[Task input]
· · ·

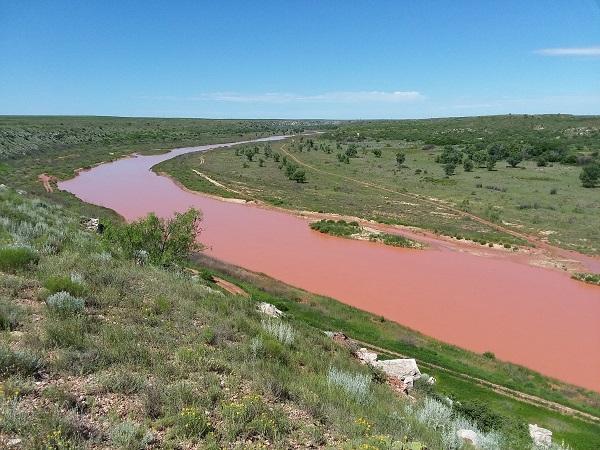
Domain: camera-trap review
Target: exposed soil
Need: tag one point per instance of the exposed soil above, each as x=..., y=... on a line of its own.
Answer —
x=484, y=299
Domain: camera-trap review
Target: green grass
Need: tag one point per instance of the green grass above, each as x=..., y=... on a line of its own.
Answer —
x=336, y=227
x=58, y=146
x=182, y=363
x=327, y=314
x=592, y=278
x=547, y=202
x=13, y=258
x=353, y=230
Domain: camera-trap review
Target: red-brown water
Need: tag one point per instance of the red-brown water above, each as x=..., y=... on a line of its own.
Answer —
x=536, y=317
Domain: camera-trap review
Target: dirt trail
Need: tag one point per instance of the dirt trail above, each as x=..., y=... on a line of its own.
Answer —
x=503, y=390
x=532, y=240
x=230, y=287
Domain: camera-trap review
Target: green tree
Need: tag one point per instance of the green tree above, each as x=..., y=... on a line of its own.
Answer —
x=164, y=242
x=468, y=165
x=515, y=156
x=449, y=168
x=590, y=175
x=400, y=158
x=299, y=176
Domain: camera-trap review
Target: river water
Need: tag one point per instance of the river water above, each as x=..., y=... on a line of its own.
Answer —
x=532, y=316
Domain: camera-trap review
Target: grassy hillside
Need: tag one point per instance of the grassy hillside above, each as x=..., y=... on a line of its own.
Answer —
x=97, y=350
x=158, y=357
x=58, y=145
x=547, y=202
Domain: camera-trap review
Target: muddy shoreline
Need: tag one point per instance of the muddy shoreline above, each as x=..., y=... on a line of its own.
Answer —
x=475, y=297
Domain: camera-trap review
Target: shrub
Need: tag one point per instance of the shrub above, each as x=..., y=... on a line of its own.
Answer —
x=166, y=242
x=18, y=362
x=68, y=284
x=65, y=304
x=14, y=257
x=481, y=414
x=357, y=385
x=122, y=381
x=9, y=316
x=590, y=175
x=192, y=423
x=69, y=332
x=280, y=330
x=250, y=417
x=130, y=436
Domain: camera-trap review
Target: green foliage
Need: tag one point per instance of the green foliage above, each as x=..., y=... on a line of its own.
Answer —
x=161, y=242
x=592, y=278
x=299, y=176
x=13, y=258
x=60, y=283
x=18, y=362
x=449, y=168
x=590, y=175
x=468, y=165
x=489, y=355
x=336, y=228
x=250, y=417
x=191, y=423
x=64, y=304
x=400, y=158
x=477, y=411
x=514, y=157
x=10, y=315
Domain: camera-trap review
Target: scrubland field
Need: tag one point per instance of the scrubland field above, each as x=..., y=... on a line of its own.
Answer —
x=542, y=195
x=109, y=341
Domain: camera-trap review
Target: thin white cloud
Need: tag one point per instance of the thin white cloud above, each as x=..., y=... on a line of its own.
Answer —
x=282, y=97
x=570, y=51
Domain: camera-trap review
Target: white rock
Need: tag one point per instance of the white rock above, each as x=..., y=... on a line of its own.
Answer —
x=365, y=356
x=269, y=310
x=400, y=368
x=468, y=435
x=541, y=436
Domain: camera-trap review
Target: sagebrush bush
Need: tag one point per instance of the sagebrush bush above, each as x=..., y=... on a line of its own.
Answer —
x=64, y=303
x=18, y=362
x=122, y=381
x=9, y=315
x=15, y=257
x=280, y=330
x=72, y=285
x=251, y=417
x=357, y=385
x=130, y=436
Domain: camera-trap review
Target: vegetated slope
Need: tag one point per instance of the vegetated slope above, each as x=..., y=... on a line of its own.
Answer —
x=436, y=188
x=98, y=350
x=59, y=145
x=31, y=135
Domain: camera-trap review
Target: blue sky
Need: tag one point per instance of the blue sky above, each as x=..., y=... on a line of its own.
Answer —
x=299, y=59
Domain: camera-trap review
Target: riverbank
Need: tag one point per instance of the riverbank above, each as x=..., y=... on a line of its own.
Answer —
x=474, y=292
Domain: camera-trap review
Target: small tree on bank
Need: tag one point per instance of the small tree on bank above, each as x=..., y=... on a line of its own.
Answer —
x=468, y=165
x=165, y=242
x=400, y=158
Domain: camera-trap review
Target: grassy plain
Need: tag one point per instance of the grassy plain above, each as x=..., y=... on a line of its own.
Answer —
x=547, y=202
x=59, y=145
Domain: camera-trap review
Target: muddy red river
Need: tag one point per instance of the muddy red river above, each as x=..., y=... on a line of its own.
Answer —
x=533, y=316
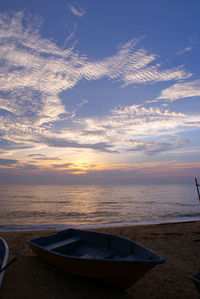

· · ·

[Your task]
Looking through the data above, copy out each line in which the string "soil" occurs.

[Output]
Target: exposed soil
Need: tag one point per instance of the exposed soil above, each as x=..., y=... on a line of its own.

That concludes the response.